Problem to solve
Tell how many lines in these records contain the string "pool", with only the number as the reply.

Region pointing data
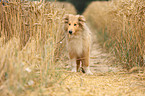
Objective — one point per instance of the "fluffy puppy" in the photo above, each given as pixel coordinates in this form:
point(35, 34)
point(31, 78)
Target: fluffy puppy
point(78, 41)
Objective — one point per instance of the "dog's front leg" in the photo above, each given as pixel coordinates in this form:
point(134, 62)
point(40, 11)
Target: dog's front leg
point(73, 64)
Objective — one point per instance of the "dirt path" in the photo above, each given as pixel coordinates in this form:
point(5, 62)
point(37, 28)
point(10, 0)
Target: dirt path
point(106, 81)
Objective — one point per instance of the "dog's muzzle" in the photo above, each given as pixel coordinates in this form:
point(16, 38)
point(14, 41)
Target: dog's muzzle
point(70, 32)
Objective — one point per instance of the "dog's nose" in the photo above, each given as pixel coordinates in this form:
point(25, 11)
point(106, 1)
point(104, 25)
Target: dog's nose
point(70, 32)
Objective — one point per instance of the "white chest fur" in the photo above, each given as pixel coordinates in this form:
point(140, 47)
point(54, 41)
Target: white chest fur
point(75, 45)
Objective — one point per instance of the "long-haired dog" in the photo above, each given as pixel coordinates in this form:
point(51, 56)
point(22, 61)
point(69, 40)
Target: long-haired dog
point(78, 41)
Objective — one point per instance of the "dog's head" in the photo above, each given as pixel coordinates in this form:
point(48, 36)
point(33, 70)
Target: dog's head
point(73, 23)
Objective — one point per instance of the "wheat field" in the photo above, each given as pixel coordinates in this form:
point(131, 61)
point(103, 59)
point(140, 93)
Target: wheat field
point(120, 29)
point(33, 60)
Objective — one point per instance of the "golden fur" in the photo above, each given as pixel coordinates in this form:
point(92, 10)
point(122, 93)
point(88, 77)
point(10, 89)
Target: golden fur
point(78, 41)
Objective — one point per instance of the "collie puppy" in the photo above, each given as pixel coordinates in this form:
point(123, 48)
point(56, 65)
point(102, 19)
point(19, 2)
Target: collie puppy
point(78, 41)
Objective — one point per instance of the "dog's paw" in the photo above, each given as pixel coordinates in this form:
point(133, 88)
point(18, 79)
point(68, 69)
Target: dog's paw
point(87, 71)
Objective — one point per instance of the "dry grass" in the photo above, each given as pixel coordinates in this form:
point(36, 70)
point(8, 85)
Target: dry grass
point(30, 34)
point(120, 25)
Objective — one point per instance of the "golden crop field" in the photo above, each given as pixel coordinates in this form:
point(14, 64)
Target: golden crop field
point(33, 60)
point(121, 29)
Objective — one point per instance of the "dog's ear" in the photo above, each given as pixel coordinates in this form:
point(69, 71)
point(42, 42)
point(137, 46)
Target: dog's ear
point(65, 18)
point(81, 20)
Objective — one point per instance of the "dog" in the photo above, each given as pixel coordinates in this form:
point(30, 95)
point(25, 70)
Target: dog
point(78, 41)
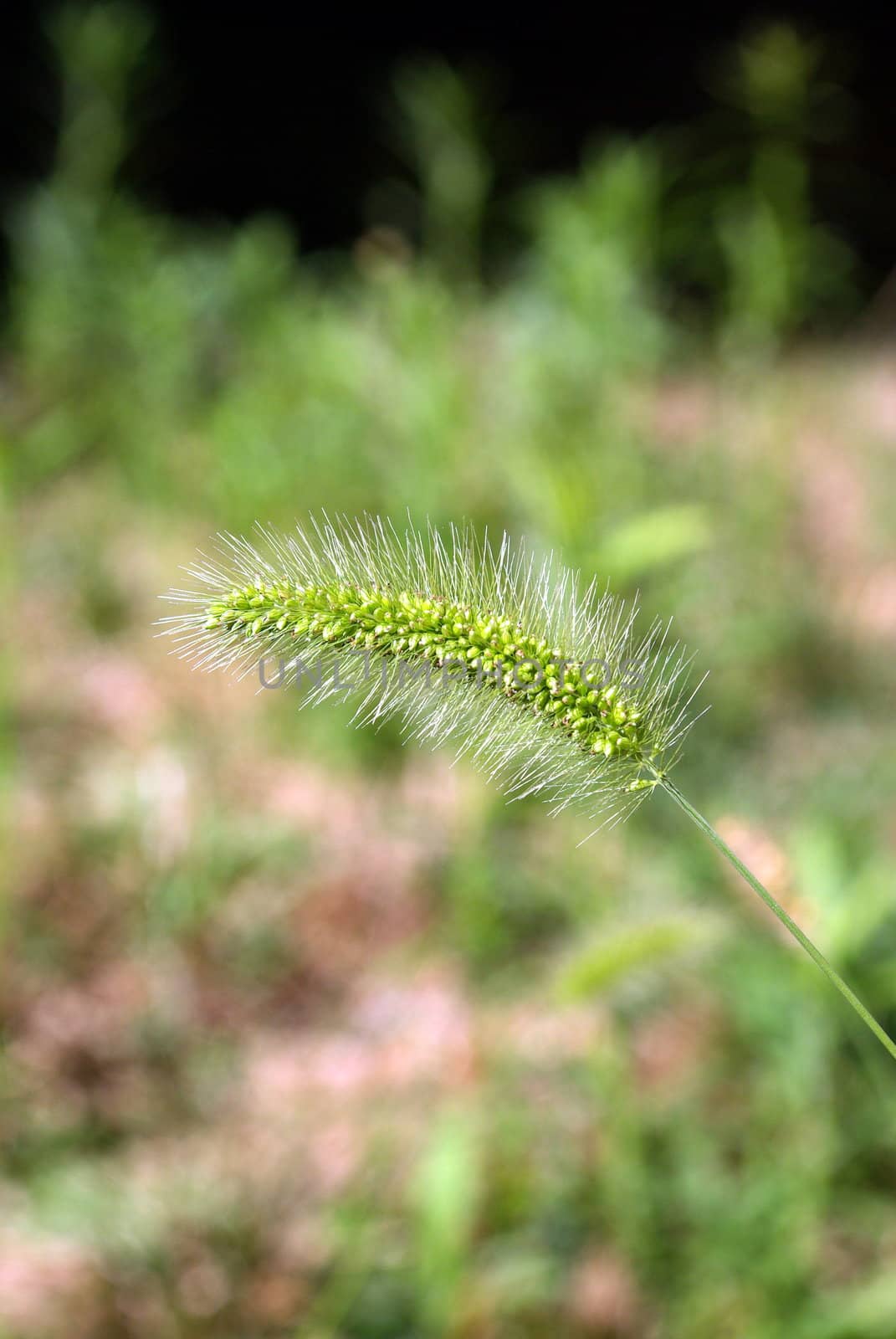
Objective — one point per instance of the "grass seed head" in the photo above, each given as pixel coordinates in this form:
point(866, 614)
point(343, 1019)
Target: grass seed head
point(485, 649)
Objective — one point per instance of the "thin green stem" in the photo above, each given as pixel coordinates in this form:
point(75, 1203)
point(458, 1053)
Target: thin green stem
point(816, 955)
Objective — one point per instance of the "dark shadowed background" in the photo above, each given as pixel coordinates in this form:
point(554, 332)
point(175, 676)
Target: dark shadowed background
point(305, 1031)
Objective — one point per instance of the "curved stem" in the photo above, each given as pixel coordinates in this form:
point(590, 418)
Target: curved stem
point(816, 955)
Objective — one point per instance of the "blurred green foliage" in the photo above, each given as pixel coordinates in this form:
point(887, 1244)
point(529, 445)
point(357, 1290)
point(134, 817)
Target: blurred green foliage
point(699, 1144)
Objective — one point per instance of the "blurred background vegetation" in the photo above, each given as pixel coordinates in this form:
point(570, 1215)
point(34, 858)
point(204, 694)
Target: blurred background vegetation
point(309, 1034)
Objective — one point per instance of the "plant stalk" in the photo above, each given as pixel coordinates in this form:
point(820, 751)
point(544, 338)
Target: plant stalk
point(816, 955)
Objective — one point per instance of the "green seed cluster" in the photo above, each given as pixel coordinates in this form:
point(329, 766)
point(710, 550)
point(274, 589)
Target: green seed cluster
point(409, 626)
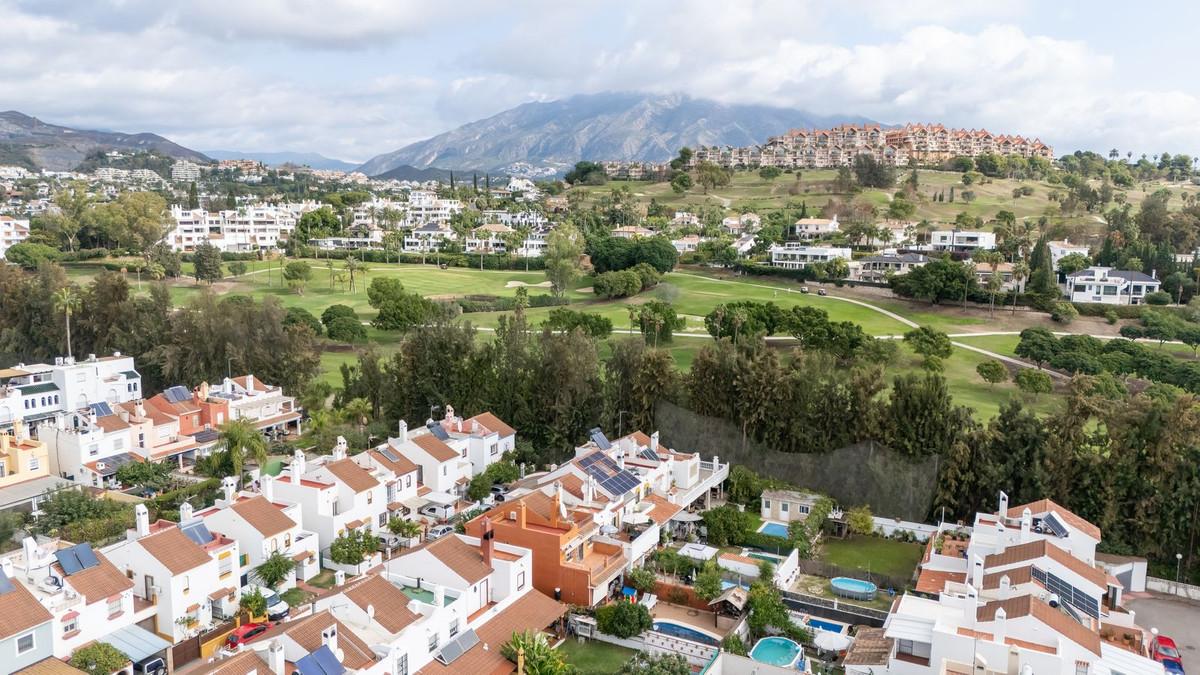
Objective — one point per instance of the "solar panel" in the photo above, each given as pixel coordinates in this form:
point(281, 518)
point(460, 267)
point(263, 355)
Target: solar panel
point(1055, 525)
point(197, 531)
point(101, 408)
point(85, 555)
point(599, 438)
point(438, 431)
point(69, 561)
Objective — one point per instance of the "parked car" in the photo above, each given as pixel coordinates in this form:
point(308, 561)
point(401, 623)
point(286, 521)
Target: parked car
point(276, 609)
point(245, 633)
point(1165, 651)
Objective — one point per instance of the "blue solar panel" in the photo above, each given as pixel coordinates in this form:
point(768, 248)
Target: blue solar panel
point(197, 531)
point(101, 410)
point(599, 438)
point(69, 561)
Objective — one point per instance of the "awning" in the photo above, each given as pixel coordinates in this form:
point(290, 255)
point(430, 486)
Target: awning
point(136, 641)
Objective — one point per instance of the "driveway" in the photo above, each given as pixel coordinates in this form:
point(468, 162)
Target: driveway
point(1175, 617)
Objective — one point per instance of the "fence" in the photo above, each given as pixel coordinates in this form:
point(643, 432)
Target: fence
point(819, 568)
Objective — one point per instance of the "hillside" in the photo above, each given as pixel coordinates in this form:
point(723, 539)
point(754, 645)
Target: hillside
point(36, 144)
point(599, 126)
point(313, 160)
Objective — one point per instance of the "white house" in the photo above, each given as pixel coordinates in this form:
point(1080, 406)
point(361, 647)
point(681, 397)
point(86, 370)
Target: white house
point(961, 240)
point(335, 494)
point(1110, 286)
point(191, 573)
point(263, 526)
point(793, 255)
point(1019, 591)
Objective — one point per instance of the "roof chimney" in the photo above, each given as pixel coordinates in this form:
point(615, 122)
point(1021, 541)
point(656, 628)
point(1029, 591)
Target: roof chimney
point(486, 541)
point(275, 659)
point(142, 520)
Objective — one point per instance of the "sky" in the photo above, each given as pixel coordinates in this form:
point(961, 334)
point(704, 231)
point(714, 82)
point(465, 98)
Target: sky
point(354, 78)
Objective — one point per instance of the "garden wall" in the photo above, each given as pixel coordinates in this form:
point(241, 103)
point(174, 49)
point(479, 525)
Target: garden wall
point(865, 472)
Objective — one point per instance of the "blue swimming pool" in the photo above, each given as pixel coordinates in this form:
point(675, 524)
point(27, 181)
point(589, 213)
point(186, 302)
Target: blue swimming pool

Response to the exercise
2